### WHAT THE EXERCISE ASKS
Collect every line of the entries that holds the word "outline" and copy each one.

### DATA TO PROCESS
================

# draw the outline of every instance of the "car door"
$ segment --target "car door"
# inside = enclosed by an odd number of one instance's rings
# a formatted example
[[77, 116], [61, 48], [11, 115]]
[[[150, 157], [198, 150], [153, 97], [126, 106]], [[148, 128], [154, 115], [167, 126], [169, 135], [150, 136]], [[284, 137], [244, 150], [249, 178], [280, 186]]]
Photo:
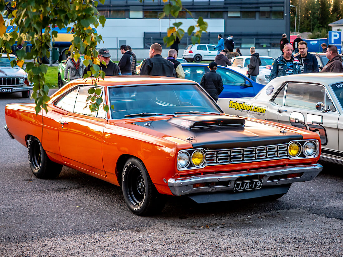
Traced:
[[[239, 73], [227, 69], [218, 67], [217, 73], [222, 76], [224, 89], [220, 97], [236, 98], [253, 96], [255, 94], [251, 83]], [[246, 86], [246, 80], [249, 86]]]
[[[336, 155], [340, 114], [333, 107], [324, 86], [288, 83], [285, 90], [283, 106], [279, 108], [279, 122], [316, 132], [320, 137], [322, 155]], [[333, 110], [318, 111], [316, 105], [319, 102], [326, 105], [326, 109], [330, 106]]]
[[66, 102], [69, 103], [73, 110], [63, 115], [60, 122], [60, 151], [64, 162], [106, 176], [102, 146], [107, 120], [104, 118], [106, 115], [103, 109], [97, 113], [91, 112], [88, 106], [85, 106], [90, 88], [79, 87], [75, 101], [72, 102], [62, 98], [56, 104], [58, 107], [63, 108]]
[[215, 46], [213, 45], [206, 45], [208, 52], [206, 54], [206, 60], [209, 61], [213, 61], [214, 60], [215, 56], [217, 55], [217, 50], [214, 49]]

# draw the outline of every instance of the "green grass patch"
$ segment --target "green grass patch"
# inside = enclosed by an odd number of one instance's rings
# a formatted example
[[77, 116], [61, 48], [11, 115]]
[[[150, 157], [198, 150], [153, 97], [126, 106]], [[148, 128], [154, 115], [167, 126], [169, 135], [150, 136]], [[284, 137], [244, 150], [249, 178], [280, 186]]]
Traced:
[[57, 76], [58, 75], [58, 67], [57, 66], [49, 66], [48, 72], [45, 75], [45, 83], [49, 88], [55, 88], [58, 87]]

================

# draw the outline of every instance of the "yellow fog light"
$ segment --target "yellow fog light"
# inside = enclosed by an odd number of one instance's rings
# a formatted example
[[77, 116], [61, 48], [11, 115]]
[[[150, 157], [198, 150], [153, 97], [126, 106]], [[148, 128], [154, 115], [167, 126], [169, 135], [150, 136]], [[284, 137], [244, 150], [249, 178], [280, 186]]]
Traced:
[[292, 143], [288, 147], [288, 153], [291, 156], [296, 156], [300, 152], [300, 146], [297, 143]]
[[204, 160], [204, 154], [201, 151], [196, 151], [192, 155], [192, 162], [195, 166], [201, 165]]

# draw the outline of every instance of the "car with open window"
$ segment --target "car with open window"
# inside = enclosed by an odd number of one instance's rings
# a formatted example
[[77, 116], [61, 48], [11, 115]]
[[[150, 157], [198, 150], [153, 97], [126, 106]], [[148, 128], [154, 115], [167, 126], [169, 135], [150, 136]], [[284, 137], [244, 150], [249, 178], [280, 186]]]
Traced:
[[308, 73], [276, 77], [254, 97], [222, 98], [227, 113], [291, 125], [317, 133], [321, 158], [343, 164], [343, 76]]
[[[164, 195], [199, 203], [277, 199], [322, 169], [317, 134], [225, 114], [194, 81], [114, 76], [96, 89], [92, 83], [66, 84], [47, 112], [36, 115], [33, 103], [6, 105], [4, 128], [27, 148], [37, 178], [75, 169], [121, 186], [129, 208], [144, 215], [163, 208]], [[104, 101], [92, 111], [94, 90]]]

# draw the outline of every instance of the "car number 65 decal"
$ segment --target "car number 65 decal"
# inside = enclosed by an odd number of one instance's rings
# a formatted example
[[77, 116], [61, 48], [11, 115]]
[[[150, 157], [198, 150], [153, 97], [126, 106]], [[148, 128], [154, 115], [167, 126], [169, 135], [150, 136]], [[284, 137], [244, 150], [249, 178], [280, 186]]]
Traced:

================

### ANSWER TO THIS EXERCISE
# draw the outline of every instance of the "car door"
# draw the outline of every instance of the "green grass patch"
# draw the outline of every instance of the "yellow fog light"
# draw the outline of every instance of the "car with open window"
# draw the outline of every instance of the "car number 65 decal"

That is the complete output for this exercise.